Trecho do texto:
^^^^^^^^
Os bancos públicos sempre tiveram papel histórico relevante, desde o século passado, no financiamento da transformação da economia brasileira em uma das dez economias mais industrializadas do planeta. Especialmente nos dois últimos anos, tiveram atuação ainda mais relevante ao contraporem-se à escassez de crédito imposta pela maior crise do capitalismo mundial dos últimos 80 anos.

Antônio Corrêa de Lacerda *

No Brasil, o efeito da crise não decorreu apenas devido à quebra das linhas internacionais de financiamento que abasteciam parcela relevante do crédito doméstico.
Isso limitou a oferta de crédito, mas a manutenção de uma taxa de juros reais elevada também levou a uma exacerbação da "preferência pela liquidez", dado o elevado prêmio oferecido pelos títulos públicos para as aplicações de curto prazo.

Os dois impactos, o externo e o interno, provocaram uma paralisação da atividade econômica doméstica, o que foi contrabalançado com a atuação anticíclica dos bancos públicos, principalmente BNDES, Banco do Brasil e Caixa Econômica Federal, associada a outras medidas, como a redução de impostos sobre alguns bens. Isso impediu que a economia brasileira tivesse queda expressiva do PIB, como ocorreu em outros "emergentes", como México e Rússia.
^^^^^^^^
Dados fornecidos:
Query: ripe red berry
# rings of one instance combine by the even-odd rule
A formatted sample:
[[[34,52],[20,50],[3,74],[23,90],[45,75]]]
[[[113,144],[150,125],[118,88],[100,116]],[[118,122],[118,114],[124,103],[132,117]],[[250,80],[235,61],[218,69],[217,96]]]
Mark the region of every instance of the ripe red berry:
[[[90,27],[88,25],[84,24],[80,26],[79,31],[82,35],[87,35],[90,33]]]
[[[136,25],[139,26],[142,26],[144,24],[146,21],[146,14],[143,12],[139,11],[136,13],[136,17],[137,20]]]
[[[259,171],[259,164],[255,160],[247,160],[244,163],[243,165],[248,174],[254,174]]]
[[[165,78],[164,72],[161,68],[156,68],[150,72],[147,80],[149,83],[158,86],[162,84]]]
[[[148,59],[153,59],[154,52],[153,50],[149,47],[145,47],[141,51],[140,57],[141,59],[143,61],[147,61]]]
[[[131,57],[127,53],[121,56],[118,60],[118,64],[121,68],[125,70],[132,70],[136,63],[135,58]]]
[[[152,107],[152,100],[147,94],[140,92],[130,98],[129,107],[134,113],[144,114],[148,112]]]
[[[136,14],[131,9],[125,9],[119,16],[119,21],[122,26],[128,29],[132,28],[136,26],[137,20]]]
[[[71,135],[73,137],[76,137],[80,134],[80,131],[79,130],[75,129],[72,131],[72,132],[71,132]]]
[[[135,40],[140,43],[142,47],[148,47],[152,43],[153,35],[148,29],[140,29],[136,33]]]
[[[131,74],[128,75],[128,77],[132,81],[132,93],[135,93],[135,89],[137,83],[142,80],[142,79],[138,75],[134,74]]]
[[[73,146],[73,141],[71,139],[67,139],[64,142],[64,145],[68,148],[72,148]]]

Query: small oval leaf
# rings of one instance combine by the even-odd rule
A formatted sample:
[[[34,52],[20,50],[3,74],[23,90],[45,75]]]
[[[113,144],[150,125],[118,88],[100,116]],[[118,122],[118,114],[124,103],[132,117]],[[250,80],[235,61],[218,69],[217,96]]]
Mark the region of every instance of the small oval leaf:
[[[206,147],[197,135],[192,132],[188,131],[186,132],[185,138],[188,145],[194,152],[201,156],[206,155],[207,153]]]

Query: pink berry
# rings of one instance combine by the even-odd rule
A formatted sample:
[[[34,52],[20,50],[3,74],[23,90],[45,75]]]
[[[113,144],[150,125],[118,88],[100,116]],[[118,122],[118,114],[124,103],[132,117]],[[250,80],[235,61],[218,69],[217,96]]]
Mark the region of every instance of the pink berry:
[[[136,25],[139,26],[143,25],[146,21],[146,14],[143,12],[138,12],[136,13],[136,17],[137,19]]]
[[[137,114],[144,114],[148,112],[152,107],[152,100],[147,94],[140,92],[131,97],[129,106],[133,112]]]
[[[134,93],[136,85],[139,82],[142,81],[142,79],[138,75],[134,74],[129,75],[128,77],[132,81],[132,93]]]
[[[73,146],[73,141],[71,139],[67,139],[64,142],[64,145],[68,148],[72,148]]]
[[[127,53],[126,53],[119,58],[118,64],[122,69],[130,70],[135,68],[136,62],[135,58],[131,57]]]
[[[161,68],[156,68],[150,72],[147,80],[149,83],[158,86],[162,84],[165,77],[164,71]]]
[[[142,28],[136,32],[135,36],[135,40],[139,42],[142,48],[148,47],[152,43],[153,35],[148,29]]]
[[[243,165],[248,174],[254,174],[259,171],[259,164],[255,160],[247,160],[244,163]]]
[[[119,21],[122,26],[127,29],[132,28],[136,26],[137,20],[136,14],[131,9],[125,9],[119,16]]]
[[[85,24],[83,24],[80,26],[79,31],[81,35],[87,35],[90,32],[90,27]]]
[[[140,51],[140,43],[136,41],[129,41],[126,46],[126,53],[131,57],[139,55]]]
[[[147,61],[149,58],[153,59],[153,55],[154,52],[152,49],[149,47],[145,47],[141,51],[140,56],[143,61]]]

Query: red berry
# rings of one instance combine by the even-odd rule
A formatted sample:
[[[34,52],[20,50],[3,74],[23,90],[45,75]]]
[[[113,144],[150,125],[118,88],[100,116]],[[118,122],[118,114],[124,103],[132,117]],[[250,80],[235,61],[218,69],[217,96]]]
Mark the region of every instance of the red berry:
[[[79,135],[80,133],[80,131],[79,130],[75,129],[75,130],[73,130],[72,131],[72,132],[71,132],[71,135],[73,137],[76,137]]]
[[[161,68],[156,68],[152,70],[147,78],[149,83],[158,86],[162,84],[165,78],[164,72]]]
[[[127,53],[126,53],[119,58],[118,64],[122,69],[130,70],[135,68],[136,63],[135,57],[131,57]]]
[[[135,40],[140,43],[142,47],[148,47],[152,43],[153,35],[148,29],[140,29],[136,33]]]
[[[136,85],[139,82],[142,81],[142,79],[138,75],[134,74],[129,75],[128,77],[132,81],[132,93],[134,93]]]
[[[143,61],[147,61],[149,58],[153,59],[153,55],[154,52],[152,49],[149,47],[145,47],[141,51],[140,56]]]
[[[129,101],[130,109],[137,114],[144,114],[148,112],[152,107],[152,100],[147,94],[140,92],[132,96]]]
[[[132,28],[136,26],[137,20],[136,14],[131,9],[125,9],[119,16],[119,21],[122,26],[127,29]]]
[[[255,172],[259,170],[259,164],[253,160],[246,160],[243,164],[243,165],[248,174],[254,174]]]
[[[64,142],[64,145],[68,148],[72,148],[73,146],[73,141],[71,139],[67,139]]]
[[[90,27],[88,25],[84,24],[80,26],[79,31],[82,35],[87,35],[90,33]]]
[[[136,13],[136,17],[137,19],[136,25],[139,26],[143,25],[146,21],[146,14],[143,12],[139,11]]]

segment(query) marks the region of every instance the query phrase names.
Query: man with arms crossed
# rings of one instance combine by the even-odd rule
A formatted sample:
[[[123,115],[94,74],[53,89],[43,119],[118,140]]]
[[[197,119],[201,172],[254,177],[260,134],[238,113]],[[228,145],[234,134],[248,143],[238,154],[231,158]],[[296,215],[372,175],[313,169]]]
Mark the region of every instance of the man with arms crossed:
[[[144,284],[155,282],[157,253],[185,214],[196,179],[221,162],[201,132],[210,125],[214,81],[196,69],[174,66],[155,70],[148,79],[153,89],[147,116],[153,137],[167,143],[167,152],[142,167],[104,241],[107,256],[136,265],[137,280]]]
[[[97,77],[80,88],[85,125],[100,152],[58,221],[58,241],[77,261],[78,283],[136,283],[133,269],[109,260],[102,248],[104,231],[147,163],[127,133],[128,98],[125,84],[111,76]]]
^^^^^^^^
Problema breve:
Continue o texto sobre os bancos públicos brasileiros a partir do ponto em que ele para. As entradas não têm relação alguma com o texto sobre os bancos públicos.

Resposta:
Há ainda um problema estrutural no Brasil, decorrente dos fatores de competitividade sistêmica desvantajosos -basicamente tudo o que afeta nosso poder de competir-, mas que independe da microeconomia das empresas.

Questões como tributação elevada, excessiva burocracia, falhas de logística e de infraestrutura, entre outros, e ainda um fator crucial, a valorização cambial.

O debate sobre a atuação do BNDES tem sido distorcido por, além dos fatores já enumerados, uma visão míope do seu custo para a sociedade, sem levar em conta os benefícios do investimento feito.

As diferenças entre custo de captação, no caso dos aportes do Tesouro Nacional ao banco, são mais que compensadas pelos dividendos gerados e ainda pela receita tributária decorrente das atividades proporcionadas pelo efeito multiplicador dos investimentos.

Há ainda o equívoco no argumento de que a maior parte das empresas demandantes de parcela expressiva dos financiamentos teria outras opções, como o acesso ao mercado internacional de capitais.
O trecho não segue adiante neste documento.